* **What to do**
Output the data below in full, byte for byte. Nothing may differ.

* **Record set**

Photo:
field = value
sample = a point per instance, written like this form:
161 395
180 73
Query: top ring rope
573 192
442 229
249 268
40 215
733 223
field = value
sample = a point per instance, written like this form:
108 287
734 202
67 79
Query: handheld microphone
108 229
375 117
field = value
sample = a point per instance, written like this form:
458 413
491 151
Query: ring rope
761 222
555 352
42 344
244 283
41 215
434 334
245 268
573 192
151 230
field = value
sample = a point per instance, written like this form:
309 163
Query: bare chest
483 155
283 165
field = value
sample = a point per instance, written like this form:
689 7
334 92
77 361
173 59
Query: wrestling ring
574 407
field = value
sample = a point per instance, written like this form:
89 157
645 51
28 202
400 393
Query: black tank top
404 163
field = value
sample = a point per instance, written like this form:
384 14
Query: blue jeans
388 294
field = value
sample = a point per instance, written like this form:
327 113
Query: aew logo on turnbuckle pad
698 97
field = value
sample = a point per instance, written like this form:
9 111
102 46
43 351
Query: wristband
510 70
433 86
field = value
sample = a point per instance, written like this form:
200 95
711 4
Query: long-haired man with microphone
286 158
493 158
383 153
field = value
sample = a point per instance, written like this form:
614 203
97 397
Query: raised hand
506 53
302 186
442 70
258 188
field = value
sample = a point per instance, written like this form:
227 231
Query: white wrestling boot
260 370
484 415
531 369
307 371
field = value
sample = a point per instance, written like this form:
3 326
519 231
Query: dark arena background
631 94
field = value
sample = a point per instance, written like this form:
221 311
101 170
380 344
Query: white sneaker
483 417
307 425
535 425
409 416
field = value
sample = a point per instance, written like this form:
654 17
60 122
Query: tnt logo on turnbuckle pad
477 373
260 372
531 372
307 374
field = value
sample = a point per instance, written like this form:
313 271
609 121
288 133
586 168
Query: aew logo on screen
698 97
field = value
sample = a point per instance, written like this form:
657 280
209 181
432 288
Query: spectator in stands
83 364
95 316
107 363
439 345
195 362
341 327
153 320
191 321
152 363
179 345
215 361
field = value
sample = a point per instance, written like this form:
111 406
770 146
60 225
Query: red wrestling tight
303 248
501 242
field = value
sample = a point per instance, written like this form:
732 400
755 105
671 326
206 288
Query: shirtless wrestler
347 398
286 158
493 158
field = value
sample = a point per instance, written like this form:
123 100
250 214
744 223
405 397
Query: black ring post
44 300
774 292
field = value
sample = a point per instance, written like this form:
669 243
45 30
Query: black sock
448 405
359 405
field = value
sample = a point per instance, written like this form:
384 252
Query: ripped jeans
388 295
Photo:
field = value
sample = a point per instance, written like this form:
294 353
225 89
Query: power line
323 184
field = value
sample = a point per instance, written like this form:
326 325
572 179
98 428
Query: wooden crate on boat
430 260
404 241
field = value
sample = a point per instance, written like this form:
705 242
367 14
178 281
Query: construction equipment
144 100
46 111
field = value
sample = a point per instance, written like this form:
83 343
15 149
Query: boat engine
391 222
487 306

* **Written response**
Photo:
field = value
sample = a point per instance, written like this form:
161 395
180 73
Query: top ring rope
573 192
442 229
249 268
40 215
733 223
field = value
sample = a point per instance, written like this form:
108 287
734 202
67 79
Query: handheld microphone
108 229
375 117
field = value
sample = a point per instance, written like this form:
458 413
491 151
Query: ring rope
761 222
555 352
42 344
244 283
41 215
434 334
245 268
573 192
151 230
field = value
sample = a point per instance, written like this form:
309 163
Query: bare chest
483 155
283 165
field = value
sample = a point per instance, written like this form:
689 7
334 92
77 361
173 59
Query: wrestling ring
574 407
field = value
sample = a point per instance, written like this form:
89 157
645 51
28 202
400 393
Query: black tank top
404 163
field = value
sample = a point per instance, written like this form:
384 14
Query: blue jeans
388 294
field = value
sample = a point per instance, written like this form:
327 113
Query: aew logo on turnbuckle pad
698 97
field = value
sample = a point per instance, written like this form:
9 111
102 46
43 351
Query: wristband
510 70
433 86
field = value
sample = a point per instance, written like this form:
200 95
711 4
Query: long-haired man with microphone
286 158
493 158
383 153
field = value
sample = a point per instance, written like this form:
614 203
97 397
Query: raised hand
506 53
302 186
442 70
258 188
field = value
sample = a point per instance, written like this form:
227 231
Query: white wrestling boot
260 370
484 415
531 369
307 371
field = value
sample = a point per instance, written like this form:
3 326
519 231
Query: dark arena background
631 94
field = value
sample = a point per instance, written like this form:
221 311
101 170
380 344
Query: white sneaker
483 417
307 425
535 425
409 416
field = value
sample = a point per instance, written like this form:
654 17
60 122
Query: tnt logo on turnbuckle pad
477 373
260 372
531 372
307 374
field = value
sample = a point per instance, written like this form:
313 271
609 121
288 133
586 168
Query: aew logo on screen
698 97
field = value
sample = a point per instance, written like this form:
657 280
209 181
432 288
Query: spectator in stands
83 364
95 316
107 363
439 345
195 362
341 327
153 320
191 321
152 363
179 345
215 361
field = value
sample = a point per instance, written like this form:
111 406
770 146
60 225
Query: red wrestling tight
303 248
501 242
field = value
sample = a point per instance, written like this form:
732 400
755 105
671 326
206 288
Query: shirtless wrestler
347 398
286 158
493 158
field = value
sample = a point per instance, written like this form:
123 100
250 214
744 223
405 397
Query: black ring post
44 300
774 292
field = value
sample = a point per instance, written like this form:
669 243
45 30
Query: black sock
448 405
359 405
field = value
sample = a point per instance, written like this form:
384 252
Query: ripped jeans
388 295
Photo:
field = value
sample = a point per instance, written like this form:
294 353
225 89
Query: power line
323 184
field = value
sample = a point per instance, written like this form:
326 325
572 179
98 428
Query: wooden crate on boat
430 260
404 241
field = value
sample = a point per instance, written like this form:
705 242
367 14
178 281
Query: construction equipment
144 100
46 111
field = value
sample = a point per instance, written like this form:
83 343
15 149
Query: boat engine
391 222
487 306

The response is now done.